Written instruction. Repeat exactly the lines of the listing from the line containing "trace rear wheel, every instance" through its last line, and nothing beyond them.

Input material.
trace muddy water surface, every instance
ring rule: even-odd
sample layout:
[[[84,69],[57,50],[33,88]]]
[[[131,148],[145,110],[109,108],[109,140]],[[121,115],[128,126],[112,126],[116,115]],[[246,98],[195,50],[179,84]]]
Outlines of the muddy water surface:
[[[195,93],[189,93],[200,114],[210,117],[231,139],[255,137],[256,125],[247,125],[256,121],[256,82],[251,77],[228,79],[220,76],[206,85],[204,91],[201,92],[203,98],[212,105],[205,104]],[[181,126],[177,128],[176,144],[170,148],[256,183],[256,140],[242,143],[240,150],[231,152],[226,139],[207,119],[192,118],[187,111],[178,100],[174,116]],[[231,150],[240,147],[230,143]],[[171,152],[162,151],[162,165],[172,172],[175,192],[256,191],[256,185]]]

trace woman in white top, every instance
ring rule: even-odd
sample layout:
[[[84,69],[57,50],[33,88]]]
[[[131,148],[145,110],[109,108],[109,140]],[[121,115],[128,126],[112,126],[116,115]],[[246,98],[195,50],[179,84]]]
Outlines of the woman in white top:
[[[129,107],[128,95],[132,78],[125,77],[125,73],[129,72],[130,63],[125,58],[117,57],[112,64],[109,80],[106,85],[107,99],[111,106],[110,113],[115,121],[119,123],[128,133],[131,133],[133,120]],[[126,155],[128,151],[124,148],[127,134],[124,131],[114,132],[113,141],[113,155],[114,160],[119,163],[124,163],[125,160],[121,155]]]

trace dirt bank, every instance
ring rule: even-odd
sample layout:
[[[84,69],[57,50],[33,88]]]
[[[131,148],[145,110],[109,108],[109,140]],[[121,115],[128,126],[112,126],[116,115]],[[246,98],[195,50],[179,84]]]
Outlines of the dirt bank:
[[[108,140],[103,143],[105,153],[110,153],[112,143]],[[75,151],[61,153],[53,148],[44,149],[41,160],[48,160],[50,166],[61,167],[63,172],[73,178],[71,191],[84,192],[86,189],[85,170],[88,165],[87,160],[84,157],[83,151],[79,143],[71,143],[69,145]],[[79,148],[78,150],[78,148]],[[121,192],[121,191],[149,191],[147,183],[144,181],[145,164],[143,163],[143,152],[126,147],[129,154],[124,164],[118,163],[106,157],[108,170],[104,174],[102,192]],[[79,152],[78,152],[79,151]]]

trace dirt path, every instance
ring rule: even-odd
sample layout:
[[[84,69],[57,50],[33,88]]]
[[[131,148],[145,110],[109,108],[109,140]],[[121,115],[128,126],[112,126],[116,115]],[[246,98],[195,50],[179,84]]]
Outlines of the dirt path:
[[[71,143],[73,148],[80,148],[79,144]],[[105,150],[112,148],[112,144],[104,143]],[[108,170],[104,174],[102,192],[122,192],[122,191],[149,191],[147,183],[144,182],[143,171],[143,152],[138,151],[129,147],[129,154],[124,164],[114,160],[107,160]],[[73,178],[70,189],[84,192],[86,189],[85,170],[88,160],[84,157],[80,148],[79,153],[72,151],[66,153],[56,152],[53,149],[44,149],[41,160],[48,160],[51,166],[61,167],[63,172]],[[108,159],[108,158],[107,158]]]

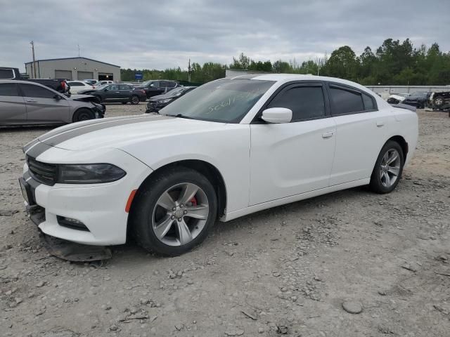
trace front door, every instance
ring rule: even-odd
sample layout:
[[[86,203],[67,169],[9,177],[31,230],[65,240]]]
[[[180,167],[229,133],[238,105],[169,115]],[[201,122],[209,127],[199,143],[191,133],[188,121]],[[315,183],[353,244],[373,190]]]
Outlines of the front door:
[[[69,103],[62,95],[36,84],[19,84],[27,106],[28,123],[66,123]]]
[[[0,84],[0,125],[26,123],[25,102],[15,83]]]
[[[270,107],[290,109],[292,120],[250,126],[250,206],[328,186],[335,124],[323,84],[289,85]]]

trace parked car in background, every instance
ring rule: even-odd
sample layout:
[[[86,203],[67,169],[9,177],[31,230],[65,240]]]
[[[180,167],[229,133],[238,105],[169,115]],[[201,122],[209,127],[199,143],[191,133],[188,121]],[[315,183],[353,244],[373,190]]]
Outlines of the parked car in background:
[[[92,90],[80,91],[79,93],[92,95],[99,103],[127,104],[139,104],[147,99],[146,92],[143,89],[135,89],[128,84],[103,84]]]
[[[392,192],[418,138],[415,112],[312,75],[216,80],[160,114],[63,126],[27,144],[30,219],[65,240],[122,244],[133,234],[176,256],[217,218],[356,186]]]
[[[399,104],[403,102],[405,98],[409,95],[409,93],[393,93],[390,95],[386,100],[389,104]]]
[[[197,88],[196,86],[179,86],[174,89],[171,90],[164,95],[158,95],[153,96],[148,100],[147,103],[146,113],[149,112],[158,112],[160,110],[164,107],[170,104],[174,100],[179,98],[184,95],[186,95],[189,91]]]
[[[96,83],[94,86],[103,86],[103,84],[114,84],[114,81],[99,81],[97,83]]]
[[[70,86],[70,93],[78,93],[82,90],[91,90],[95,87],[89,84],[88,82],[84,82],[83,81],[68,81],[68,83]]]
[[[81,79],[79,81],[82,81]],[[84,82],[87,82],[89,84],[91,84],[93,86],[96,86],[98,84],[99,81],[98,79],[83,79],[82,80]]]
[[[167,81],[163,79],[150,80],[142,82],[140,86],[136,86],[136,89],[141,89],[146,91],[147,98],[162,95],[170,91],[174,88],[179,86],[178,82],[175,81]]]
[[[431,95],[431,93],[427,91],[415,91],[408,95],[401,101],[401,103],[412,105],[418,109],[423,109],[427,104],[430,95]]]
[[[104,107],[91,98],[69,98],[28,81],[0,81],[0,126],[61,124],[102,118]]]

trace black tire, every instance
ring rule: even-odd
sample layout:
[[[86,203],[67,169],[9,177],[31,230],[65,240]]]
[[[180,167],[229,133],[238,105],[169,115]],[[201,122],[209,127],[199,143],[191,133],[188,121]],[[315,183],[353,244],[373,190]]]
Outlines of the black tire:
[[[138,96],[137,95],[133,95],[131,97],[130,97],[129,102],[133,105],[136,105],[139,104],[141,100],[139,99],[139,96]]]
[[[442,107],[444,105],[444,98],[437,96],[433,98],[433,104],[437,107]]]
[[[195,184],[200,187],[207,198],[208,215],[201,232],[192,241],[186,244],[170,246],[158,239],[154,232],[154,210],[157,209],[158,199],[165,192],[177,184],[183,183]],[[134,239],[143,249],[164,256],[176,256],[190,251],[206,238],[216,220],[217,215],[217,197],[210,180],[195,170],[177,166],[150,176],[139,188],[130,210],[129,225]],[[174,223],[174,230],[179,235],[176,219]]]
[[[96,115],[94,112],[86,108],[82,107],[75,111],[73,114],[72,119],[72,121],[87,121],[89,119],[94,119],[96,118]]]
[[[383,157],[387,152],[390,151],[395,150],[398,152],[399,157],[399,168],[397,179],[390,186],[385,186],[382,181],[381,174],[381,166],[382,164]],[[404,164],[404,155],[403,150],[399,144],[394,140],[388,140],[386,144],[382,147],[377,161],[375,163],[373,171],[372,171],[372,176],[371,176],[371,183],[369,184],[370,188],[377,193],[390,193],[392,192],[397,185],[399,184],[400,179],[401,178],[401,173],[403,173],[403,166]]]

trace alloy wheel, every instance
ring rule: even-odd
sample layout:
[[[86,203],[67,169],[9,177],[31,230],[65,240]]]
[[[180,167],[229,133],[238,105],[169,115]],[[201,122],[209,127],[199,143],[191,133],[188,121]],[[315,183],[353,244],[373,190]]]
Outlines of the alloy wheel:
[[[392,186],[400,173],[400,155],[395,149],[388,150],[380,164],[380,179],[385,187]]]
[[[177,184],[158,199],[152,213],[152,228],[161,242],[182,246],[202,232],[209,212],[207,197],[199,186],[191,183]]]

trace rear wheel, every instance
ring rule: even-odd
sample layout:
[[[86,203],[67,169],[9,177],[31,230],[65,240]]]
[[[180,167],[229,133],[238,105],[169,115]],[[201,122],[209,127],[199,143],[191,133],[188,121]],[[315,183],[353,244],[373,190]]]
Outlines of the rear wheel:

Answer in full.
trace rear wheel, every instance
ring rule: even-odd
sample layout:
[[[86,203],[67,169],[9,177],[31,230],[65,240]]]
[[[180,167],[229,133],[238,105],[169,115]],[[201,122],[209,127],[199,143],[191,133],[188,121]],[[315,183],[353,244],[373,190]]]
Outlines of the rear wheel:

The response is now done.